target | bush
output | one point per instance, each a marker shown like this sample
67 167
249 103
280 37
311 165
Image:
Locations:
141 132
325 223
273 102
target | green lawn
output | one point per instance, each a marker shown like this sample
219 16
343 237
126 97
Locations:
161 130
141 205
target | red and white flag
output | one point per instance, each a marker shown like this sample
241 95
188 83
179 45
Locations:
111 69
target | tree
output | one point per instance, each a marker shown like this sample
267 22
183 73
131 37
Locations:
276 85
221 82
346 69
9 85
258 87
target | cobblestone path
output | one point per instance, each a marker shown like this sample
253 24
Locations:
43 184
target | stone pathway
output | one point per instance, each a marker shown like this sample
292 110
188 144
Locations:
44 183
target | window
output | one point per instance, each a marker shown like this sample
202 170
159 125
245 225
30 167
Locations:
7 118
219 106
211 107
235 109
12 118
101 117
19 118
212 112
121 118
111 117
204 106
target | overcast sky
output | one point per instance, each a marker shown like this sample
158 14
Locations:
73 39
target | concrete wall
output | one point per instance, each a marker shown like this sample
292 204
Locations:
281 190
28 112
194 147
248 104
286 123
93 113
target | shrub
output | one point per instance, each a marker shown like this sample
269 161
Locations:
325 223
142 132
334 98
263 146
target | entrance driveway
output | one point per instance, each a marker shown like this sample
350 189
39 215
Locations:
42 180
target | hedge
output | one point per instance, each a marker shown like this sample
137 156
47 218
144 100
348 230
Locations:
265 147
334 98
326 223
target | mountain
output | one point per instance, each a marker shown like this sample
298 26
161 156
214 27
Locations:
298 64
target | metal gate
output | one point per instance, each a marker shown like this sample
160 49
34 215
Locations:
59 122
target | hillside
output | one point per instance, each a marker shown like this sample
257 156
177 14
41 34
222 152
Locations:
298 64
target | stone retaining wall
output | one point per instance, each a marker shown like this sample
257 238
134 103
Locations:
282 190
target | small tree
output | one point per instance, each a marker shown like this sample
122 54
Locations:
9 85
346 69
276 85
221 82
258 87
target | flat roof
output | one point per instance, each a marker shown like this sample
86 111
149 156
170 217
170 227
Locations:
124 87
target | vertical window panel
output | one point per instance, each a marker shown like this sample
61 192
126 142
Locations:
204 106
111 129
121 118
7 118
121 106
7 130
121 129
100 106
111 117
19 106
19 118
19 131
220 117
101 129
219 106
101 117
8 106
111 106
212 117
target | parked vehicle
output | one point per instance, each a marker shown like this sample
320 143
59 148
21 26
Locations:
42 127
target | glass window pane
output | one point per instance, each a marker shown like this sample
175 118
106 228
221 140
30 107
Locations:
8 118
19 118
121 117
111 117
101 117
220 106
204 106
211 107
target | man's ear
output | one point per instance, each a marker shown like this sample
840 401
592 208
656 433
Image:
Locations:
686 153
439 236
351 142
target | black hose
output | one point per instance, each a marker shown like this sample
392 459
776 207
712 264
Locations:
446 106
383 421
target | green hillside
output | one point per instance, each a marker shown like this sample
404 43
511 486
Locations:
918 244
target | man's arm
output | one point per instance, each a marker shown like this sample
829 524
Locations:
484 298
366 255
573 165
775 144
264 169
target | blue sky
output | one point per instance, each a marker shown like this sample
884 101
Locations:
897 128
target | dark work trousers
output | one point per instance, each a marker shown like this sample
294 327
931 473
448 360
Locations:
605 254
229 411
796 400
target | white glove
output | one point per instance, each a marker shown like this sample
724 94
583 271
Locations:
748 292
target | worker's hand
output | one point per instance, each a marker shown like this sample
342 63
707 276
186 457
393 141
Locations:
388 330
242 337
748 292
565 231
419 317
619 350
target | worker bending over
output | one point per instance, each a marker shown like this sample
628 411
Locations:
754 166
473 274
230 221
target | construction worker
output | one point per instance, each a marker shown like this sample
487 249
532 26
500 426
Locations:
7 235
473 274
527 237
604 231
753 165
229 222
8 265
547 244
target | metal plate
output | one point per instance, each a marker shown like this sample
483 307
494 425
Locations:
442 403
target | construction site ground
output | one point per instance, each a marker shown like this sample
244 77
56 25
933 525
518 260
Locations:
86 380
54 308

_ _ _ _ _

## OBJECTIVE
Reproduce every item above verbatim, line for line, with nothing changed or left out.

## OUTPUT OF THE TASK
target | bush
output | one point per instance, each a marker shown like this sample
67 167
249 103
280 37
311 165
Image:
Locations:
141 132
325 223
273 102
target | green lawn
output | one point per instance, each a marker shown like this sample
219 16
343 237
126 97
Locations:
161 130
141 205
target | red and white flag
output | one point per instance, each a marker shown like this sample
241 95
188 83
179 45
Locations:
111 69
target | tree
output | one point per instance, each a marker shown like this sample
267 22
183 73
131 37
Locations:
276 85
221 82
346 69
9 85
258 87
target | cobblestone path
output | one point per instance, each a marker shown like this sample
253 24
Locations:
43 184
target | stone pathway
output | one point per instance, each a marker shown like this sample
292 110
188 144
Locations:
44 183
target | window
output | one point per instance, each a marker shown like this sample
202 170
159 125
245 225
30 167
Locations:
7 118
219 106
211 107
235 109
12 118
101 117
19 118
212 112
121 118
111 117
204 106
target | overcast sky
output | one point per instance, each a marker shown like this sample
158 14
Locations:
73 39
target | concrete wall
output | one point per instance, each a marker shown like this sample
292 204
Locations:
281 190
28 112
194 147
248 104
286 123
93 113
target | shrub
output | one point per instance, each a marker shown like this sample
269 161
Locations:
325 223
142 132
334 98
263 146
target | entrance driveway
output | one point per instance, each a marker shown like this sample
350 189
39 215
Locations:
42 180
target | hedge
output | one point per instance, each a marker shown like this sample
137 156
47 218
144 100
348 230
Locations:
265 147
334 98
326 223
target | mountain
output | one point per instance, each a marker shown like this sample
298 26
161 156
214 27
Locations:
298 64
target | metal gate
output | one point per instance, each a marker shown like this sample
160 49
34 215
Locations:
59 122
target | hillside
output | one point per instance, each a marker shown like this sample
257 156
177 14
41 34
222 152
Locations:
298 64
target | stone retaining wall
output | one point per instance, each a marker shown like this sample
257 238
134 103
Locations:
282 190
target | small tree
output | one point per instance, each a marker shown like this sample
122 54
Locations:
9 85
346 69
276 85
221 82
258 87
target | flat roof
output | one point per instance, each a marker shown like this sample
86 111
149 156
170 217
170 227
Locations:
124 87
target | vertical window panel
output | one point per instance, each a marker shown like this sample
61 192
126 142
Locations:
204 106
111 129
121 118
7 118
121 106
7 130
121 129
100 106
111 117
19 106
19 118
19 131
220 117
101 129
219 106
101 117
8 106
111 106
212 117
target | parked vehicle
output | one point per instance, each a marker shown like this sample
320 143
59 148
21 26
Locations:
42 127
target | glass window pane
output | one point per instance, each a marker shown like this sample
175 118
106 228
221 140
30 107
Locations:
8 118
19 118
121 117
111 117
101 117
220 106
204 106
211 107
target | man's ear
output | one point per instance, each a marker shown like this sample
840 401
592 208
656 433
Image:
Locations:
686 153
439 236
351 142
target | black hose
output | one point per instance, each a marker shown like this sample
392 459
776 207
712 264
Locations:
446 106
383 421
target | green hillside
output | one point per instance, each a marker shown like this sample
404 43
511 486
Locations:
918 244
target | man's arm
output | one point per instance, each a marker shown like this sample
829 524
Locations:
484 298
366 255
573 165
775 144
264 169
target | blue sky
output | one point per instance, each a marker shown like this sample
884 101
Locations:
897 128
target | dark work trousers
output | one point per instance, each a marker shown like this sample
294 327
931 473
448 360
Locations:
605 254
229 411
796 400
target | white glove
output | one point per instance, each a marker shown like this sample
724 94
583 271
Locations:
748 292
target | worker's hand
output | one point per instance, each a marker shown like this sample
342 63
707 276
186 457
393 141
Locations:
388 330
242 337
748 292
565 231
419 317
619 350
target | worker bending over
output | one point per instance, each a marker shown like this sample
628 411
Locations:
754 166
473 274
230 221
target | construction worker
output | one point per instance, each a marker shown like this sample
487 249
532 26
500 426
Locations:
7 235
473 274
527 237
604 231
753 165
229 222
8 265
547 244
target | metal plate
output | one point per instance, each a marker shown like this sample
483 307
494 425
Locations:
442 403
target | construction site ground
output | one point per instance, each a marker shown like this sample
244 77
56 25
933 525
518 260
Locations:
86 380
54 308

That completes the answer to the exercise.